◆ **WHAT NEEDS TO BE DONE**
From the story about the eBay iPod purchase, pull out everything from "I was shopping" down to "in retail stores.", word for word.

◆ **PASSAGE GIVEN**
Fraudulent eBay Transactions

I’ve been a computer and internet fan for most of my life. My very first email address was through Compuserve (remember them?), and it was something like 241587459. There wasn’t any @ at that time, because I could only send email to other Compuserve subscribers. When the internet became popular, I was there, on my 14.4 modem, watching pages load.

My Dad is the person that introduced me to eBay. He told me it was an online auction site, and it was cool because you could buy just about anything imaginable from regular people. I opened my eBay account in April of 1998, and started buying things right away. And its been shopping nirvana ever since. I’ve purchased just about anything you can imagine on eBay. Guitars, bicycles, stereo equipment, computers, school supplies, web hosting, software, and more. And it has been easy and trouble free.

Until December.

I was shopping for an iPod as a Christmas gift for my brother. I had a solid tip that I was getting something really cool from him, so I wanted to step up my gift giving as well. I got him an 80gb video iPod. I did some shopping, and found them on eBay for a few dollars less than they were going for on Apple’s own website, which is fairly common for tech products on eBay. Cell phones and accessories, computers, iPods, PDA’s, etc. All of these are typically 5-10% less expensive on eBay than they are in retail stores.

After finding my product, I did some research on 2 or 3 different sellers. I won’t buy from anyone that hasn’t been online for at least 2 years, they have to have sold a few products in the same price range as the one I’m considering, and they have to have a 98% or higher feedback rating. It takes no credentials at all to start an eBay account and start selling, so the seller’s history is the only indicator that you have of how the transaction will play out.

I found a seller that met all of this criteria. He had been a member since 2001 and had 100% feedback. I made the purchase and paid via Paypal, because that’s the fastest way of getting the funds to the seller. Plus, if anything goes wrong on the back-end of the deal, Paypal offers some buyer protection (or so I thought).

A week went by with no contact from the seller. No tracking information, not even a note acknowledging the order. I’ve been doing this for 8 years now, so I just figured the seller was wound up with holiday stuff like everyone else, so I sent a follow up email, and also sent it through eBay’s message service.

Another week went by with no contact, so I sent another email and note. This is when I became concerned and looked into Paypal’s protection policy. They only covered $175 of my purchase price, which was alarming.

Three days later I logged in, and his feedback rating had dropped to 4%. 45 different people had left negative feedback for this seller within a period of 3 days. I filed a claim with Paypal immediately and sent emails to the user, eBay and Paypal.

A day later (now 2 and a half weeks after my initial purchase), the seller’s account was closed, so no one could leave feedback for the user.

[Position annotation records]
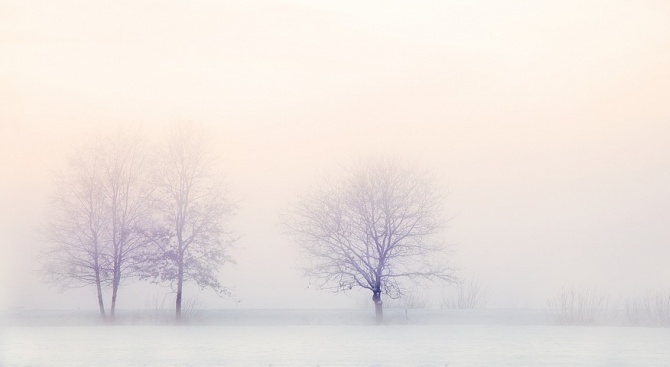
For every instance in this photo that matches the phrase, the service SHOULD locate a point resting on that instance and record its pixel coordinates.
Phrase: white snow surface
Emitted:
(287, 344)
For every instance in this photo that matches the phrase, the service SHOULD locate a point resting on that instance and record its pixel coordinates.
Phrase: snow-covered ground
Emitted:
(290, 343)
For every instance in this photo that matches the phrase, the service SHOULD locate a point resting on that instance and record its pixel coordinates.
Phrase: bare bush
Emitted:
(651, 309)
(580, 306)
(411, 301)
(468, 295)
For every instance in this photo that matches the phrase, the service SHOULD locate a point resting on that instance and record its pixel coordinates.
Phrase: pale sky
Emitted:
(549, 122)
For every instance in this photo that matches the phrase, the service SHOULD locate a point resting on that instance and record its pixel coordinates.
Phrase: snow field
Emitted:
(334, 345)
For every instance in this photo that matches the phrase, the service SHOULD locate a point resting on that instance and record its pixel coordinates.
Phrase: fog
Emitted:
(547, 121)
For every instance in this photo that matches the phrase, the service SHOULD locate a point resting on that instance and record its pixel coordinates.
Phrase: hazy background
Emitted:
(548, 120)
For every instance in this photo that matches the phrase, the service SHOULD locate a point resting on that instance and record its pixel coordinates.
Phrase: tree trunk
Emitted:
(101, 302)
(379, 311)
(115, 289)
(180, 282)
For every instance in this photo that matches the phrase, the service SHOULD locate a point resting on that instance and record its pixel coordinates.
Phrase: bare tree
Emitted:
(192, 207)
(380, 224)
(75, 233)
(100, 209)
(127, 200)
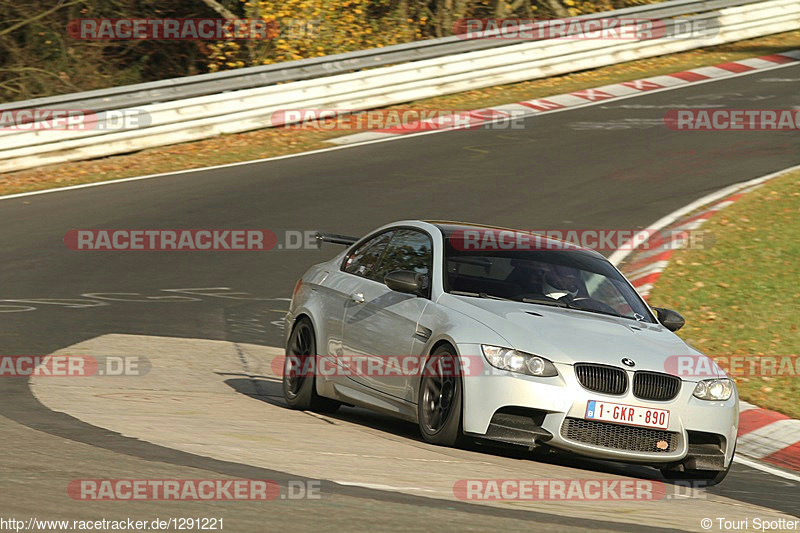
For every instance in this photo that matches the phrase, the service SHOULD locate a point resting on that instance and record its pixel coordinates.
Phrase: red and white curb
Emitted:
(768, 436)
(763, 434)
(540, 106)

...

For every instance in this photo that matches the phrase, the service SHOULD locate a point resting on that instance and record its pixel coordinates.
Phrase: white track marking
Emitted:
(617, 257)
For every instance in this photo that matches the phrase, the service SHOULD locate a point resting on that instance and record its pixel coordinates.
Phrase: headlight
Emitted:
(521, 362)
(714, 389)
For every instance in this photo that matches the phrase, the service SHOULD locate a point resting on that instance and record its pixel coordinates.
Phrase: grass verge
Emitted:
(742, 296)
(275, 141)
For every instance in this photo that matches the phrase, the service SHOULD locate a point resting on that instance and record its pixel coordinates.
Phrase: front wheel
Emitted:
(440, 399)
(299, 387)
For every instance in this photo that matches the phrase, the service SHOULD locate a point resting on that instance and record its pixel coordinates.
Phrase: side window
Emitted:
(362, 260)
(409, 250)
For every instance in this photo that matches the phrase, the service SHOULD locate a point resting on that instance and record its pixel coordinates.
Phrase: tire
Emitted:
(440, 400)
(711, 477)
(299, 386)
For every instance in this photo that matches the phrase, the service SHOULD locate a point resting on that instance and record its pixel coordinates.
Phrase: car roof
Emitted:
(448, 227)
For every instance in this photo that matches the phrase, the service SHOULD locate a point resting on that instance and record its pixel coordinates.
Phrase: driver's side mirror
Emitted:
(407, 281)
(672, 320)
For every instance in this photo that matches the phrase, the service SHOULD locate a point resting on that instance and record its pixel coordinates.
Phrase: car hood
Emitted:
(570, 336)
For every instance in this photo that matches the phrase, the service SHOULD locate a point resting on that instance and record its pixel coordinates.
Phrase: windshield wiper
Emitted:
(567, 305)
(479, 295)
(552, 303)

◆ **WORKED ANSWER**
I was shopping for an iPod as a Christmas gift for my brother. I had a solid tip that I was getting something really cool from him, so I wanted to step up my gift giving as well. I got him an 80gb video iPod. I did some shopping, and found them on eBay for a few dollars less than they were going for on Apple’s own website, which is fairly common for tech products on eBay. Cell phones and accessories, computers, iPods, PDA’s, etc. All of these are typically 5-10% less expensive on eBay than they are in retail stores.